== Task list ==
(a) In the text on Britain and Russian wealth, how much money has flowed into Britain through secret offshore transactions since 2006?
(b) Extend the text on Britain's pressure on Russian wealth, picking up after its last sentence.

[Passage for review]

According to the title, Therese May, the Prime Minister of the UK in her desire to influence Russia more, can find they way of the implementation of this idea through the Russian businessmen and oligarchs, such as Abramovich or Shuvalov who work and live in Britain.
Moreover, Boris Johnson, the U.K. Foreign Secretary specified that Putin's allies who stay there can be targeted by the anti-corruption means and it is definitely the threat for them.
'If you start to take away Astons and Bentleys and huge apartments in Kensington, freezing those assets, people will care a lot more', said Cliff Kupchan, the chairman of Eurasia Group, a consulting firm, adding that the pressure would be conveyed to Mr. Putin.
As it is known the wealthy Russians began shifting their money into Britain in the mid-1990s and as it was stated that since 2006, around $129 billion had flowed into Britain through secret offshore transactions, much of it from Russia.
However, Putin condemned capital flight as unpatriotic, he tolerates it in his inner circle as Kupchan said.
'Putin wants repatriation, but the social contract is that if you show loyalty, you can live the way you want', he said.
One of the reasons for Britain as a so-called shelter is that it refuses extradition requests from Russia. However, the government has promised this will change. Due to the poisoning of Skripal, May promised to freeze all Russian state assets wherever we have the evidence that they may be used to threaten the life or property of U.K. nationals or residents.
The U. K. Prime Minister has several tools available to challenge the legitimacy of Russian holdings. Just six weeks ago, Britain rolled out a new campaign to stem the flow of dirty money into its real estate sector with the first-ever 'unexplained wealth order'. It requires the target to present a court with evidence that the property was purchased with legal funds. If that fails, the state can seize the asset.

[/Passage for review]
[Given information]

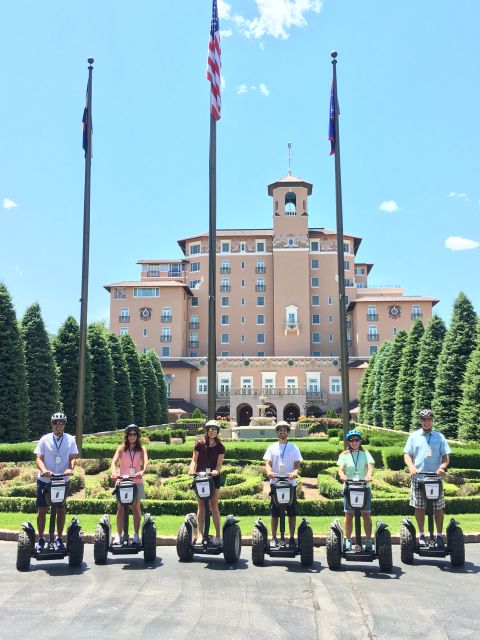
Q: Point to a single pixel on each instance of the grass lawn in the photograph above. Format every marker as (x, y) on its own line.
(168, 525)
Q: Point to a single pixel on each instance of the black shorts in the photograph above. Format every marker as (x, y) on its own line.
(291, 509)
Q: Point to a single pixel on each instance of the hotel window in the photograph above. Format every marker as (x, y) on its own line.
(335, 384)
(202, 385)
(146, 292)
(194, 249)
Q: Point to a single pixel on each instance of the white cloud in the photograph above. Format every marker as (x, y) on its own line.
(457, 243)
(276, 17)
(390, 206)
(9, 204)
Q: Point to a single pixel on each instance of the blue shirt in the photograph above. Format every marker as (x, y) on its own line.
(418, 445)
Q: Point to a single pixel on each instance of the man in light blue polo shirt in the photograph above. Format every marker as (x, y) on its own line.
(426, 451)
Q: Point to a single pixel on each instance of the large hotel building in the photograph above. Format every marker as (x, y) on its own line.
(276, 311)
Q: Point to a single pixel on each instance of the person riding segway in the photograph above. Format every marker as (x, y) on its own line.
(282, 461)
(356, 471)
(205, 467)
(55, 460)
(127, 468)
(427, 455)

[/Given information]

== Answers by item ==
(a) Around $129 billion, much of it from Russia.

(b)
May also promised on Wednesday to introduce legislation similar to the Magnitsky Act in the United States. That act allows American officials to deny visas to Russians implicated in human rights violations and freeze their assets. In 2012, when Congress passed its legislation, the British government chose not to follow suit, arguing that it had sufficient sanction powers.
One concern for Britain is whether the measures would jeopardize British business interests in Russia — in particular, its flagship oil producer, BP, which owns a 20 percent stake in Rosneft, the Russian oil and gas giant.
The conflict between Russia and the United Kingdom deepened eleven days after a former Russian spy was poisoned with a military-grade nerve agent in Salisbury. Skripal along with his daughter are in a coma, the police officer, who came to the accident scene first, is in the hospital I a critical condition.
The whole case turned out to be high-profile. The British media call the poisoning 'Litvinenko-2', referring to the poisoning of ex-FSB agent Aleksandr Litvinenko in 2006. British PM Theresa May announced that 23 Russian diplomats will be sent off from the UK due to the attack on Skripal. Foreign Minister Boris Johnson added that the leading Russian officials and members of the royal family are not going to visit Russia for FIFA World Cup matches. Johnson also said that the government considers the option to ban the national football team from the competition.